DATASET >>
- - - - - - -
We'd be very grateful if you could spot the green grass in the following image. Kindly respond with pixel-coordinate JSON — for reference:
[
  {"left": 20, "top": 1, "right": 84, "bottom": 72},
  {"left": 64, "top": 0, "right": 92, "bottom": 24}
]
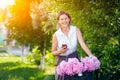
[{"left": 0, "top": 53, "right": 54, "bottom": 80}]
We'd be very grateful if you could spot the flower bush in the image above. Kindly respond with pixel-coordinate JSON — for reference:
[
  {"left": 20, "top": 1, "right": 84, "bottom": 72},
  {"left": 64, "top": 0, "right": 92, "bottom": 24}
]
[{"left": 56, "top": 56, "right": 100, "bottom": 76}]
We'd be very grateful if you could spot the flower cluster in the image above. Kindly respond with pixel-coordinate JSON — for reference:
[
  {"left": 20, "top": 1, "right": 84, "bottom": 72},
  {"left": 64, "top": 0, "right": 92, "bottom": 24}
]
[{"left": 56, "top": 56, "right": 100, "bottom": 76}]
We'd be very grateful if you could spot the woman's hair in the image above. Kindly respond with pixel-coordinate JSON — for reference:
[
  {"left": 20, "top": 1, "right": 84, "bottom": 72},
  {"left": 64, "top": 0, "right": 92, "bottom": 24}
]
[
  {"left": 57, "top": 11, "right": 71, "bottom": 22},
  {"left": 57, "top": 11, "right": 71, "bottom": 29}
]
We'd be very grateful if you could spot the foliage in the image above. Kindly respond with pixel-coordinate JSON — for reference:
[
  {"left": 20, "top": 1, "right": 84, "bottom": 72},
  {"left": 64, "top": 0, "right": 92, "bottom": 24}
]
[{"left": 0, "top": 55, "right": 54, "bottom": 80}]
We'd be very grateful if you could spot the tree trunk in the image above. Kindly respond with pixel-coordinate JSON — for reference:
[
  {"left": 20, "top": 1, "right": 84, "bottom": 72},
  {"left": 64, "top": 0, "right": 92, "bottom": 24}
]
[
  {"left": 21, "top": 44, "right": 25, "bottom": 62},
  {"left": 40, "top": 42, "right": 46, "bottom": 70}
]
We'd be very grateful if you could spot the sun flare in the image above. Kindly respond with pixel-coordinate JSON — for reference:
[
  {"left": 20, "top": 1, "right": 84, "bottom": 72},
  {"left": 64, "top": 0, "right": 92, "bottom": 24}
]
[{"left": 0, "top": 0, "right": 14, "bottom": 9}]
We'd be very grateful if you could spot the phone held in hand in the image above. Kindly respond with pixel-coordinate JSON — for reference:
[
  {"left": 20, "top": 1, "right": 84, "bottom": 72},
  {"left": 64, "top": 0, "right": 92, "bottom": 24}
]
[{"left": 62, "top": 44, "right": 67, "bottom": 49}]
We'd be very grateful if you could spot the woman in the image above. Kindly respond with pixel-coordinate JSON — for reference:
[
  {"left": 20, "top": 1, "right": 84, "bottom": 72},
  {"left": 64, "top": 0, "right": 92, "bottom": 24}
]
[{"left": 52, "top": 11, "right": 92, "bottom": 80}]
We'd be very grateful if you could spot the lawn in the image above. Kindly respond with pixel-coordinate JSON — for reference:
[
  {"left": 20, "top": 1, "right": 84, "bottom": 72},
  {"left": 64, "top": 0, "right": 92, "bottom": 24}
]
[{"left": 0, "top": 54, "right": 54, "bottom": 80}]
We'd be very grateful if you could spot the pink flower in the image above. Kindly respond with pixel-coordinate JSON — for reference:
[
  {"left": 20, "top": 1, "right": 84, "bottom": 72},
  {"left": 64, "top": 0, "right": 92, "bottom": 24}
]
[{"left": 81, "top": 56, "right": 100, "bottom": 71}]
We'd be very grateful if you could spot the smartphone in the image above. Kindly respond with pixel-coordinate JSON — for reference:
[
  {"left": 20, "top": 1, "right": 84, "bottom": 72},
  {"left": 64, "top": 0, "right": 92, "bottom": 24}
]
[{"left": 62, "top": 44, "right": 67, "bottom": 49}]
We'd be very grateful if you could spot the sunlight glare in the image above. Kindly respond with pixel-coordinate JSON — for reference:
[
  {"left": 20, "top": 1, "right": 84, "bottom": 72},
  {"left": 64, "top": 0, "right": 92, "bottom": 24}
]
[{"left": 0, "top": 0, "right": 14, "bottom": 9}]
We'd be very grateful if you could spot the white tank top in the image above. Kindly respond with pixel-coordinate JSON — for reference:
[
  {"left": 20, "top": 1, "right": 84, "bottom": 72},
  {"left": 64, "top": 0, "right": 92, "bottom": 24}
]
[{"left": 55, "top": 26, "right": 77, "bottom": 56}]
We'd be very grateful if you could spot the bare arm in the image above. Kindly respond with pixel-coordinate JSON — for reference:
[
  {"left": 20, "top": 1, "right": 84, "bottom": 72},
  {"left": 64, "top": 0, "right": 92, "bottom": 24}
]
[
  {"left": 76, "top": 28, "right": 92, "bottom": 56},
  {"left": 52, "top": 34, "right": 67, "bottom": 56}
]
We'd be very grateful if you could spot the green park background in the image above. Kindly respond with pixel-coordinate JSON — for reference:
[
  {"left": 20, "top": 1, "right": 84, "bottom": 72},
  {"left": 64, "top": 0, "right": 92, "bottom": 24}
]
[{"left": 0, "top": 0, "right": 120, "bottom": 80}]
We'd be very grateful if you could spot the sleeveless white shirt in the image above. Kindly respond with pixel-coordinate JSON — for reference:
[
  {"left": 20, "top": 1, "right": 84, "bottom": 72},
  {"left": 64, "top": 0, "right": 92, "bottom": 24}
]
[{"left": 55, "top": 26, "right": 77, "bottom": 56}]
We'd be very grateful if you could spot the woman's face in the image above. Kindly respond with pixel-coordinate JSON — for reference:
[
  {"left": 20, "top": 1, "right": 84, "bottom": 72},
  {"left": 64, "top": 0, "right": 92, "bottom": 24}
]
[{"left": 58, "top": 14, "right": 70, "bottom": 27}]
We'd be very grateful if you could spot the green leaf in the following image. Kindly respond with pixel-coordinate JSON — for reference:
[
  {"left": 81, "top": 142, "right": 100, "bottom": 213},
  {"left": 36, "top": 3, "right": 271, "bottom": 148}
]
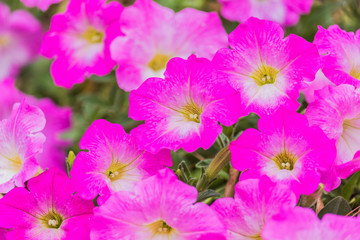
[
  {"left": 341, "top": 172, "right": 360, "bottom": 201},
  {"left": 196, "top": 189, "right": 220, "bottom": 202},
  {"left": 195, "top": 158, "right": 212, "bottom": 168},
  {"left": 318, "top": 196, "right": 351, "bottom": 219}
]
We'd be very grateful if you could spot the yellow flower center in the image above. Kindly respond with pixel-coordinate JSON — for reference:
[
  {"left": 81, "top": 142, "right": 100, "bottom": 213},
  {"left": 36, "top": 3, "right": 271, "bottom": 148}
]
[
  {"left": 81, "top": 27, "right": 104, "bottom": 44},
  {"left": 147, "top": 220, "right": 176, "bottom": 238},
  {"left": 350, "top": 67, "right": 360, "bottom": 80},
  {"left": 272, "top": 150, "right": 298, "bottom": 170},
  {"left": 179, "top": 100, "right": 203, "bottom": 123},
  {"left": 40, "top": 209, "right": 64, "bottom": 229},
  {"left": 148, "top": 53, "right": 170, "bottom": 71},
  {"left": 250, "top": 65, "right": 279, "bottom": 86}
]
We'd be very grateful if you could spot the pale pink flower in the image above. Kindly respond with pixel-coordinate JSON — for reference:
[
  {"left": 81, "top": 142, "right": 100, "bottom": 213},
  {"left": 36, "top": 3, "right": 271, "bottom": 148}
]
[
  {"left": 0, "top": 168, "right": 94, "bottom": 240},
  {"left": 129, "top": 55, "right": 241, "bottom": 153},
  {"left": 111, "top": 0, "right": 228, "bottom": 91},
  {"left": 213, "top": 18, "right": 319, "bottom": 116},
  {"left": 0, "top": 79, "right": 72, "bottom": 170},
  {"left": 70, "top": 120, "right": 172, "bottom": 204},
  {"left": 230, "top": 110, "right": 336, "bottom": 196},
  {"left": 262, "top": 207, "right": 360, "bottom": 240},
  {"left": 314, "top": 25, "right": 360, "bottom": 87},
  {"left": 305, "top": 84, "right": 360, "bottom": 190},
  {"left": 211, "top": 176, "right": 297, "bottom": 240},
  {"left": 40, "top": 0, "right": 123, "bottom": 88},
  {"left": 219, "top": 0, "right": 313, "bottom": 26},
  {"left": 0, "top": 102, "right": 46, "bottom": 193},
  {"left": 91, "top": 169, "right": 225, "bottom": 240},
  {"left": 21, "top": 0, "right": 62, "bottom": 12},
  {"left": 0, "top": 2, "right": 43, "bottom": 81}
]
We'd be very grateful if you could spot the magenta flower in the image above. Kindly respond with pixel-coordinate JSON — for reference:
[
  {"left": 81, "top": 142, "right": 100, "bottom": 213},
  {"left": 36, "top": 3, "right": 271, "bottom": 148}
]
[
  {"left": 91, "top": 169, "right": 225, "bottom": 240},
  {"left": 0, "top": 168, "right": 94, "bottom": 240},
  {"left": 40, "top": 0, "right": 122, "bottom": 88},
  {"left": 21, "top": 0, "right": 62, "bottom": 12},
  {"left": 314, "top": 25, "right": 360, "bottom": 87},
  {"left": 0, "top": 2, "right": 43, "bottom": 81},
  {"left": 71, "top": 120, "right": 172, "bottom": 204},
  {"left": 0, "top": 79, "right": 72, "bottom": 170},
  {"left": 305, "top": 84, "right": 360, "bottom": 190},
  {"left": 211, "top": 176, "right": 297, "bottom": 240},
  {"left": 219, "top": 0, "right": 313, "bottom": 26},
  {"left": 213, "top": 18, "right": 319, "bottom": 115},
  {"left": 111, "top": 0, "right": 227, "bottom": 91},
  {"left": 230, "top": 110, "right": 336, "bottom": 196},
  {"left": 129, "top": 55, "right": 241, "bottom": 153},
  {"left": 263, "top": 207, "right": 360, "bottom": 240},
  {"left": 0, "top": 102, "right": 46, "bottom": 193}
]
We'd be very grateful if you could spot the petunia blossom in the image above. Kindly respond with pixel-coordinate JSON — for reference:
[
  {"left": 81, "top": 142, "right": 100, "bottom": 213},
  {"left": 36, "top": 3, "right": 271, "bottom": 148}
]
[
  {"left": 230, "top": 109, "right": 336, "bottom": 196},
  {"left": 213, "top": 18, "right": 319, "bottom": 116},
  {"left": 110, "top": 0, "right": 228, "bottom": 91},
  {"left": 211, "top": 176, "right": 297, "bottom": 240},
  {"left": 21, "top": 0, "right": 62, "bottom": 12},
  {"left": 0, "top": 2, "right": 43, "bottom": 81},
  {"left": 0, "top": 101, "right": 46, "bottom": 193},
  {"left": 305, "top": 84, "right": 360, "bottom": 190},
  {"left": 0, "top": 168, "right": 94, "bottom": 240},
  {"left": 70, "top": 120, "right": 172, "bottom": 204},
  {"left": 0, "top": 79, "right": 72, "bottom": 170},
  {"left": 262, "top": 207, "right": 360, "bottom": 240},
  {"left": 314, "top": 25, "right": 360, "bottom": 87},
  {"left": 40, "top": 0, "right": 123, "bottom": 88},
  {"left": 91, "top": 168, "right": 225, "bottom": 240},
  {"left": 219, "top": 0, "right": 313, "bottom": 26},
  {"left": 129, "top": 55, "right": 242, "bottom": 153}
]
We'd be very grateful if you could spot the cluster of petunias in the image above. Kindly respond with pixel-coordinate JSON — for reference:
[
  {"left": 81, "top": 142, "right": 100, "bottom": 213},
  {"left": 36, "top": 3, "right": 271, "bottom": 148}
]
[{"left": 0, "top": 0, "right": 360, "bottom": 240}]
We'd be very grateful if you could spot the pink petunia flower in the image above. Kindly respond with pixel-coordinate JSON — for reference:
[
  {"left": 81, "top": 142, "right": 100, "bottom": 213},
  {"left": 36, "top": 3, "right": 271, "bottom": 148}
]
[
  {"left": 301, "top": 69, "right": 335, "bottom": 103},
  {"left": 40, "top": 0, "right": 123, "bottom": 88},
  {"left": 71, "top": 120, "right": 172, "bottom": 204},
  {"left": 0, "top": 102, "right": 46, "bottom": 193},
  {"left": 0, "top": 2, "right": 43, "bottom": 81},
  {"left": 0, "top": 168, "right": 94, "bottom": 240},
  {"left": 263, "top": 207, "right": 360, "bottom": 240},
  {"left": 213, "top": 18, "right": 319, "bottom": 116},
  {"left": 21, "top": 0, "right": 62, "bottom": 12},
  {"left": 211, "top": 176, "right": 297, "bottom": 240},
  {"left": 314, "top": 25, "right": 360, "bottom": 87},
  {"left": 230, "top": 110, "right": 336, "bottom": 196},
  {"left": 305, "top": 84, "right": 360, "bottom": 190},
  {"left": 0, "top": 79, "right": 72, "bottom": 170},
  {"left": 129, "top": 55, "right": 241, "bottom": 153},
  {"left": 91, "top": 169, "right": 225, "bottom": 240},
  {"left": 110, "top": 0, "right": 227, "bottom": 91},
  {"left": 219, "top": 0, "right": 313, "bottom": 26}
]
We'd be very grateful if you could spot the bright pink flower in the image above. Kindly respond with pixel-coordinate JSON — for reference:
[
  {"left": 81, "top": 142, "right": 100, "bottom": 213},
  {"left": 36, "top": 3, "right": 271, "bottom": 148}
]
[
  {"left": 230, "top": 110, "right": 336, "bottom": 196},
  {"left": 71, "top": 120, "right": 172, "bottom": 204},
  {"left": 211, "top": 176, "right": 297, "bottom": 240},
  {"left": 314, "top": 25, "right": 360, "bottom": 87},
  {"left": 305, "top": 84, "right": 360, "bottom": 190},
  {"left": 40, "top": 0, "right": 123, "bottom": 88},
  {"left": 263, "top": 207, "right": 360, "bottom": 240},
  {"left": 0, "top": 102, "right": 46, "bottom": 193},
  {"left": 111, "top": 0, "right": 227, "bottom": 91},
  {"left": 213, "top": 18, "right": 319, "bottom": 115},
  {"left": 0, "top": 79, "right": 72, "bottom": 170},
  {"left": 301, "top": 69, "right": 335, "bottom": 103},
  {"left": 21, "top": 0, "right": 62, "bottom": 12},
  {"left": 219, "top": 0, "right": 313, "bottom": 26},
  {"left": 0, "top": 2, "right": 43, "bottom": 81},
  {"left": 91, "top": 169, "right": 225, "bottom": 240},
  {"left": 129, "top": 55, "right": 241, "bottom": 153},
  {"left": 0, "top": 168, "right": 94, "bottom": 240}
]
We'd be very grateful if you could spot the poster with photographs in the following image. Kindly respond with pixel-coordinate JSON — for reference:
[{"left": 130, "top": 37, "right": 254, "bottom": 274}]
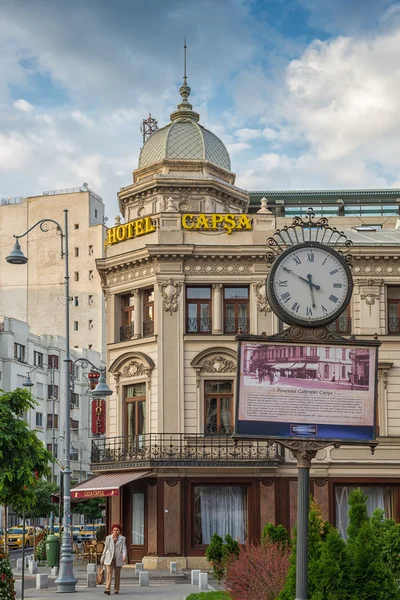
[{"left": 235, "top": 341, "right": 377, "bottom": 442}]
- - - - - - -
THE EXERCISE >> Starting with the line that holds "We'd be very grateful if you could spot the poster", retype each line through the last one in the listing above, exactly as written. Do not copy any pictures.

THE RESPONSE >>
We'd be very grateful if you could spot the poster with photographs in the following image. Kindly respond with pixel-coordinate JSON — for reference:
[{"left": 130, "top": 37, "right": 254, "bottom": 274}]
[{"left": 235, "top": 341, "right": 377, "bottom": 442}]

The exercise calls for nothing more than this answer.